Copy out the lines starting with the line with "The pointer SHOULD return, for each instance of the wall mounted" and going on through the line with "[[43, 162], [282, 104]]", replacing "narrow street" with "narrow lane". Leave everything else unchanged.

begin Records shown

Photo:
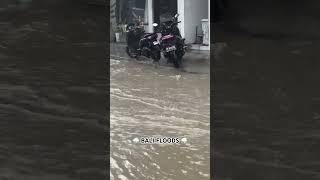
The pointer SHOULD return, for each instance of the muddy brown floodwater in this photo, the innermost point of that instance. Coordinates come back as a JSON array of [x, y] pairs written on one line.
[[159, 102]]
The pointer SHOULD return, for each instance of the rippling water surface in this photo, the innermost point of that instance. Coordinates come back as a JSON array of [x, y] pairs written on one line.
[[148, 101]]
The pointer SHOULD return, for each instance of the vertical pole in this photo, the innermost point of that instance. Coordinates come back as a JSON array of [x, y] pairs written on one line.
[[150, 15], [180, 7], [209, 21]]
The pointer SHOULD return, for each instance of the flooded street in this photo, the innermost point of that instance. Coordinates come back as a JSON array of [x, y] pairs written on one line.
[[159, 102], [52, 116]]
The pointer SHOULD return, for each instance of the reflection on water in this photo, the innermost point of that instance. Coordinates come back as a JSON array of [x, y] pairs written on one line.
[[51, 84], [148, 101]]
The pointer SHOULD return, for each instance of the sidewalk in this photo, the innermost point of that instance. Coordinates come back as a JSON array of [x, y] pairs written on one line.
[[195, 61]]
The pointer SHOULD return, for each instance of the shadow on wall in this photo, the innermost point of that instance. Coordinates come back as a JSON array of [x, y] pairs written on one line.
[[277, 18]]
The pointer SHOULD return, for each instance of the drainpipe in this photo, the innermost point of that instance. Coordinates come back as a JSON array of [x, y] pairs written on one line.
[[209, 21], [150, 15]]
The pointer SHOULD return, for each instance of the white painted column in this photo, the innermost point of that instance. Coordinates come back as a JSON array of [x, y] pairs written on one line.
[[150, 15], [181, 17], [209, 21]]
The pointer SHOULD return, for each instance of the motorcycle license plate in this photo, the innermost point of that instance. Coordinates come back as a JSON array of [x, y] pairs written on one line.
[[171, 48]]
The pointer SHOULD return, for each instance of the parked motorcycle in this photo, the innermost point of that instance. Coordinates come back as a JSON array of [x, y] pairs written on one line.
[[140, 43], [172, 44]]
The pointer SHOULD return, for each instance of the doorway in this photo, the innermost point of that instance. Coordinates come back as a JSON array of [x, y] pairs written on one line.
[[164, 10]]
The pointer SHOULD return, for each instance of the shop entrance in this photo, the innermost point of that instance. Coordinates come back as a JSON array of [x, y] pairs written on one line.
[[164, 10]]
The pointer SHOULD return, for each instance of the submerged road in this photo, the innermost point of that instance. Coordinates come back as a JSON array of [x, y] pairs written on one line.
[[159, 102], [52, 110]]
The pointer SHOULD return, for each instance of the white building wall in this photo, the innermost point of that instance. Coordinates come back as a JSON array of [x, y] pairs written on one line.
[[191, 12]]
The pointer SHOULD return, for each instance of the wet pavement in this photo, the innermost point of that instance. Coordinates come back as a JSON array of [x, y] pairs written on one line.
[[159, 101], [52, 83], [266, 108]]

end Records shown
begin Records shown

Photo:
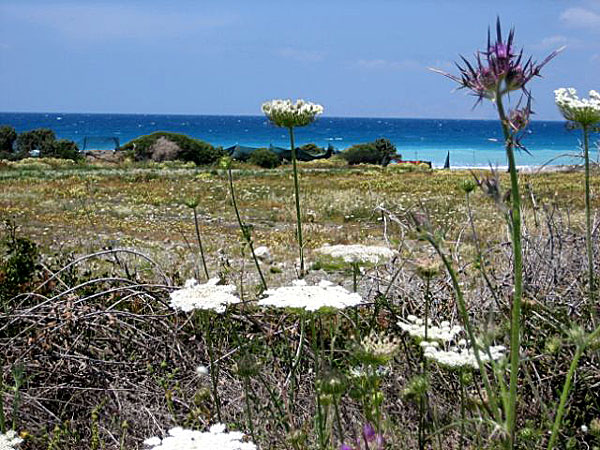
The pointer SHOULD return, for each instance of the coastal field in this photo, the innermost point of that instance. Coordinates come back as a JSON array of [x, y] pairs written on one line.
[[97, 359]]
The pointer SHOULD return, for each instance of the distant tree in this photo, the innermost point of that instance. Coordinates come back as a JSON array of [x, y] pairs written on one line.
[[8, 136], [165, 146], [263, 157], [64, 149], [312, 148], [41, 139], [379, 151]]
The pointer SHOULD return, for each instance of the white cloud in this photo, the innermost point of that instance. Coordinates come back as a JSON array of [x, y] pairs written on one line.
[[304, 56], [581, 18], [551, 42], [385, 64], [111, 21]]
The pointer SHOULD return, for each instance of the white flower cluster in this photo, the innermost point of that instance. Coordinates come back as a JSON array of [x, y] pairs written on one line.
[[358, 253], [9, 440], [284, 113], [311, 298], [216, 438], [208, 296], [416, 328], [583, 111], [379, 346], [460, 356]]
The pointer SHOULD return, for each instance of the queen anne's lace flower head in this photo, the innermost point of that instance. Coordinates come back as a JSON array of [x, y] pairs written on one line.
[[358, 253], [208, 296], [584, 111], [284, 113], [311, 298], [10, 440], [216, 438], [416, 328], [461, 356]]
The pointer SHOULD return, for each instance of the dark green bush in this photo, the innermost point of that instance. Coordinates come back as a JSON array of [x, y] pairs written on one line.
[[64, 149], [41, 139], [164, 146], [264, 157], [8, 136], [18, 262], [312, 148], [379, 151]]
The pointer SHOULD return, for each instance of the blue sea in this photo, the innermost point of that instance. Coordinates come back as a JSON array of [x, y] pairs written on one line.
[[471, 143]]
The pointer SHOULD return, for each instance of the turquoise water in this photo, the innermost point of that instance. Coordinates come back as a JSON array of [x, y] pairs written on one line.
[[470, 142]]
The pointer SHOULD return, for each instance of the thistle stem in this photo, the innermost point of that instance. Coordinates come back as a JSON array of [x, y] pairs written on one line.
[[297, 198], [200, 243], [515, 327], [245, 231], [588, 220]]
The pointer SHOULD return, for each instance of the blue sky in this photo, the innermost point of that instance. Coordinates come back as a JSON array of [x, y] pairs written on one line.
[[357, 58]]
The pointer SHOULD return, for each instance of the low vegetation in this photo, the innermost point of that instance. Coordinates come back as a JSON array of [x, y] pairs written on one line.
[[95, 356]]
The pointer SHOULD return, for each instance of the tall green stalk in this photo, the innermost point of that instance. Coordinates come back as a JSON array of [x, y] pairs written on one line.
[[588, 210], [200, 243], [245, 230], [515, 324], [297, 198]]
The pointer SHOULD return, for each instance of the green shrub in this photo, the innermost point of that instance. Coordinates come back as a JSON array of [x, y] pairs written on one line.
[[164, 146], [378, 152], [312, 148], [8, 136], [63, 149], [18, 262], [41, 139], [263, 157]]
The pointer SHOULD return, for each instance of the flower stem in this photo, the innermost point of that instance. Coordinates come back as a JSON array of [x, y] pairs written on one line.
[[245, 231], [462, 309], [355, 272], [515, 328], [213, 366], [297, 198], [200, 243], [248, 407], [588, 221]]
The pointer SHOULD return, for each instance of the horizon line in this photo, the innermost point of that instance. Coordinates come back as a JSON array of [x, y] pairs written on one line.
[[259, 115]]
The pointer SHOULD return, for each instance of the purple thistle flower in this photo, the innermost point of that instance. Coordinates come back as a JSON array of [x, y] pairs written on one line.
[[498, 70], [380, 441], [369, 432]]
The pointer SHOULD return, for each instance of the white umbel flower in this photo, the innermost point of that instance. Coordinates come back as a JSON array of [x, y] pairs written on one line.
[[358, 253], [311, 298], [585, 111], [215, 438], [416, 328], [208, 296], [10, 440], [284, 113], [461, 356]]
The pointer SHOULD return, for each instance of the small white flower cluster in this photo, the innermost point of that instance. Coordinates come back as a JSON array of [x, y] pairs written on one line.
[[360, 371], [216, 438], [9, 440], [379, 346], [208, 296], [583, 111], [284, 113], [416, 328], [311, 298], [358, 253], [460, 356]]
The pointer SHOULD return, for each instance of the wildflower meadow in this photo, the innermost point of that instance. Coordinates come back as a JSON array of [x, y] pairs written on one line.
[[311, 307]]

end Records shown
begin Records shown

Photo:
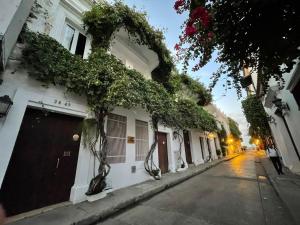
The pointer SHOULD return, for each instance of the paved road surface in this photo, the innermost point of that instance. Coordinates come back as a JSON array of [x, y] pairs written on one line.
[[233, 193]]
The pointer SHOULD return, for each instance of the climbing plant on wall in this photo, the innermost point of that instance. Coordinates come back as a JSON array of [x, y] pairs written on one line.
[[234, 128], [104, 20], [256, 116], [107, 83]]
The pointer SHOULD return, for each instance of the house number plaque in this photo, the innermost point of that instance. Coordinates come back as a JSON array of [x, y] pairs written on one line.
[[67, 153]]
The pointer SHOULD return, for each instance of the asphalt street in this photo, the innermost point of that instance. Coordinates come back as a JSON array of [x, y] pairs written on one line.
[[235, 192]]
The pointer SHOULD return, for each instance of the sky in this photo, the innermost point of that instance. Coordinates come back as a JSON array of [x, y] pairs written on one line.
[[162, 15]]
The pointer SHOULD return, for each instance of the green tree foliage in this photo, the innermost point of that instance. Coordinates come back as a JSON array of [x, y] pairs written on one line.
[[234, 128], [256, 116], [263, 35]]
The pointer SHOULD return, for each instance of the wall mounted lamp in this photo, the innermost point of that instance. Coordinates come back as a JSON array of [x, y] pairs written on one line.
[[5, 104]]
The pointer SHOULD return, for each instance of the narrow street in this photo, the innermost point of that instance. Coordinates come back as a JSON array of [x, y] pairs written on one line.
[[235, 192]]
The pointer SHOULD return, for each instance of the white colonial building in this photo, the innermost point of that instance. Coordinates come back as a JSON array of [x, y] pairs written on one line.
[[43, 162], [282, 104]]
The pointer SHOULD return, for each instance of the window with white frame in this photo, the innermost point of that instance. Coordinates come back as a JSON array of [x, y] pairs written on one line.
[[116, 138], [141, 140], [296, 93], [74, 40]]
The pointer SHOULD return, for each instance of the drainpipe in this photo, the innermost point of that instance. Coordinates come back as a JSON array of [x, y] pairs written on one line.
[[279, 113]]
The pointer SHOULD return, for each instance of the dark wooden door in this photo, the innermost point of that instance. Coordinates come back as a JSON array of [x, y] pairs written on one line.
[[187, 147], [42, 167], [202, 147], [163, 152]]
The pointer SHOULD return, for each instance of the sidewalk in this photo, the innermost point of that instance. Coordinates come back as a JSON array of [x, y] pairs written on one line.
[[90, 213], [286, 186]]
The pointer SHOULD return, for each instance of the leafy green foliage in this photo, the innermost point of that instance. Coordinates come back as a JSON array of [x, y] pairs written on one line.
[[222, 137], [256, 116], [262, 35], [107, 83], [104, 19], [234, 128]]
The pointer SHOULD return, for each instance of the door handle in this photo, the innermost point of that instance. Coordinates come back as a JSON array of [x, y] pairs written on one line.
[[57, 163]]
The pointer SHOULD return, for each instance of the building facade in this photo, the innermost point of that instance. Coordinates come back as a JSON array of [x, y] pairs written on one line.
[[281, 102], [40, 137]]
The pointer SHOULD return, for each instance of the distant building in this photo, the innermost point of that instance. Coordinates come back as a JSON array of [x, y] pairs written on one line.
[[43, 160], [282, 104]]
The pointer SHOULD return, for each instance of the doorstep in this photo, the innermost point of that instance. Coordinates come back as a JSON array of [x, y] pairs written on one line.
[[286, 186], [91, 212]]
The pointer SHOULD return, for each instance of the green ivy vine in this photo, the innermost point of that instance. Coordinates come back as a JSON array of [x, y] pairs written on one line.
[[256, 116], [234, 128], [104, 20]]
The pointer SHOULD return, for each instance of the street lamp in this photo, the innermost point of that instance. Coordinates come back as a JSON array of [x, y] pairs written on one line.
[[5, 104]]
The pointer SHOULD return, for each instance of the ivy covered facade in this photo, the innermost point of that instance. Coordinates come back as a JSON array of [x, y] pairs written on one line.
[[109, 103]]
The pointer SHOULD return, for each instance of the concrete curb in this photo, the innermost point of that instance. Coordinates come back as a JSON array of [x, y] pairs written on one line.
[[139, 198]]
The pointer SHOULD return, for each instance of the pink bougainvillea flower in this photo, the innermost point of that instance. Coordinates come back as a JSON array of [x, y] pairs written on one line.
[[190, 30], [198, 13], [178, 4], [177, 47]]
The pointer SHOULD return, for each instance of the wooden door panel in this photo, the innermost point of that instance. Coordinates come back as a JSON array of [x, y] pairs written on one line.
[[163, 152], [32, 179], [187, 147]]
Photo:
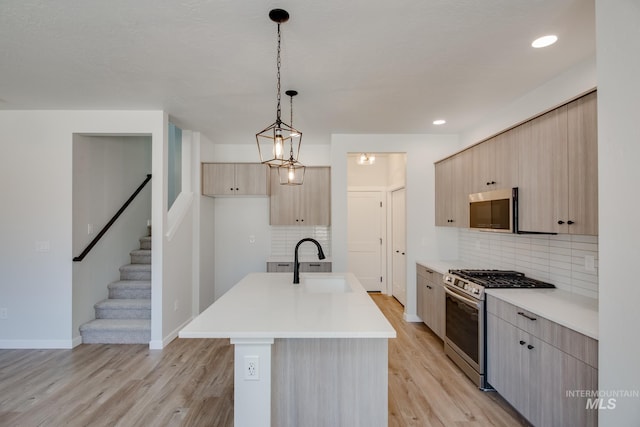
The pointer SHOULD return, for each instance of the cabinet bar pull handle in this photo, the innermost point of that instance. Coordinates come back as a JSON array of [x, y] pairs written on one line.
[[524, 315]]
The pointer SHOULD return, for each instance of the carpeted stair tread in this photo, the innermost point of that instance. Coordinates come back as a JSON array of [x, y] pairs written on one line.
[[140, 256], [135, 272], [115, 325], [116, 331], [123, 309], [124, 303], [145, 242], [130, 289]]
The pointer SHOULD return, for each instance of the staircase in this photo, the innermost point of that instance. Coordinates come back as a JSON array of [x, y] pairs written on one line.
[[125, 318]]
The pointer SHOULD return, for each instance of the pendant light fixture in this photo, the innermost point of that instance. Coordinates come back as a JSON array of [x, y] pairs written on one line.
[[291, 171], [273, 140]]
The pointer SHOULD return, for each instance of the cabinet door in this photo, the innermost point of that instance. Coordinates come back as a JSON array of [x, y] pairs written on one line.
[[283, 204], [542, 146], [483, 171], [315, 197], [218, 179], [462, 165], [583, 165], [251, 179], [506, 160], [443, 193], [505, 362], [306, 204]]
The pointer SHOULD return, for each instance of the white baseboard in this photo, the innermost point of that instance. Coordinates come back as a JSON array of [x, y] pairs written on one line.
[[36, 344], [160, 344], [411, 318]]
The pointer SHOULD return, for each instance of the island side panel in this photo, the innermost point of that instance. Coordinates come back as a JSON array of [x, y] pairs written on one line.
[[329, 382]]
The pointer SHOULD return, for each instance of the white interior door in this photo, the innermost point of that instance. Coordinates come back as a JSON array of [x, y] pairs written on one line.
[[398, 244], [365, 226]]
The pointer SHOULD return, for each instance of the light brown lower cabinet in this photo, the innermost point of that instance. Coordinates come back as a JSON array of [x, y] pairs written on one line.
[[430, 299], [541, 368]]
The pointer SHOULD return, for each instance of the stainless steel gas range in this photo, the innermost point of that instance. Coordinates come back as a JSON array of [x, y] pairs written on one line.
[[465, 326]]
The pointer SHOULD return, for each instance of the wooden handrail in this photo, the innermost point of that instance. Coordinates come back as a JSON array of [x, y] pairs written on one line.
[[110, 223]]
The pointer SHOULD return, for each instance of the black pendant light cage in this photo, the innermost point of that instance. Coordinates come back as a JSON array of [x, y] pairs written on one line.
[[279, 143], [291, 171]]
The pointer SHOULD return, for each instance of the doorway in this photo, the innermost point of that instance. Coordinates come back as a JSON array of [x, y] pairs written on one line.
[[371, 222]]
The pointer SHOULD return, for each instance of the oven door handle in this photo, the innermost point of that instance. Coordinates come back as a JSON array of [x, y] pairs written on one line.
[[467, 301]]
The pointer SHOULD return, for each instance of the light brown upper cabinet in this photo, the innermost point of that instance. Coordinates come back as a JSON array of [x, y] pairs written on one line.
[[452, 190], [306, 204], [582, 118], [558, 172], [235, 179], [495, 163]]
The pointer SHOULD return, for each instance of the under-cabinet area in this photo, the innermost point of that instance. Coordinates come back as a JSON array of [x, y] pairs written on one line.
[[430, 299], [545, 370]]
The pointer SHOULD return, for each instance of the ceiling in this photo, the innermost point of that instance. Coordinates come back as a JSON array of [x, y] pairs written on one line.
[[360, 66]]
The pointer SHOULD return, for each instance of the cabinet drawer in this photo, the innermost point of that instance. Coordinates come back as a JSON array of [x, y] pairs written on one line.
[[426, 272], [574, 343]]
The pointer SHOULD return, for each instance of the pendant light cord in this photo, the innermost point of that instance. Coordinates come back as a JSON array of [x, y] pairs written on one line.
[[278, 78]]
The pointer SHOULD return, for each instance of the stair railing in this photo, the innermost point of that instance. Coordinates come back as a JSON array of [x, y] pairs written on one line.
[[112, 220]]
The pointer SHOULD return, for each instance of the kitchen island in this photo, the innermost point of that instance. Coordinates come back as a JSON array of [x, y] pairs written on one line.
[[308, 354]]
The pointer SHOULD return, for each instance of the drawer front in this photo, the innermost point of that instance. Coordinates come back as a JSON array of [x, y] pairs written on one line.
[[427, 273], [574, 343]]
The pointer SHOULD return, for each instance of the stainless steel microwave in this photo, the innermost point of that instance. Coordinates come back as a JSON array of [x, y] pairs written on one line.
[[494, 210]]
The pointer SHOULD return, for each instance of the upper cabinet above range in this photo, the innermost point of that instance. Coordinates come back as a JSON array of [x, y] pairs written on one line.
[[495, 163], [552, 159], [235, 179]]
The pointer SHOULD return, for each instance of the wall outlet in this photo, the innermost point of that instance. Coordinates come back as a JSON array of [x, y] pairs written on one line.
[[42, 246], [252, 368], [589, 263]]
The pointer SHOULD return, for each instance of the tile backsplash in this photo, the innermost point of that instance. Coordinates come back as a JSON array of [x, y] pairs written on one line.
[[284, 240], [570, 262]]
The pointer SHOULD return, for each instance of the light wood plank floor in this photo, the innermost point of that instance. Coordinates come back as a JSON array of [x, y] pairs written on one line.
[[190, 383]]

end Records shown

- _Response to this exercise_:
The pointer SHOULD return, for each instance of the wall mounted lamp in this photo, the innermost point of that instance. Coordinates come back as a JSON array of [x, y] pairs written on one line.
[[5, 104]]
The pointer SHOULD return, for each instance of the narrow lane in this photo, the innermost point of that instance. Coordinates come back as a JSON array of [x, y] pairs written on one line.
[[235, 192]]
The pointer SHOULD return, for each instance of the white colonial building in this photo, the innermost point of that instance. Coordinates come back as a JSON array of [x, y] pairs written on one line.
[[43, 162], [282, 104]]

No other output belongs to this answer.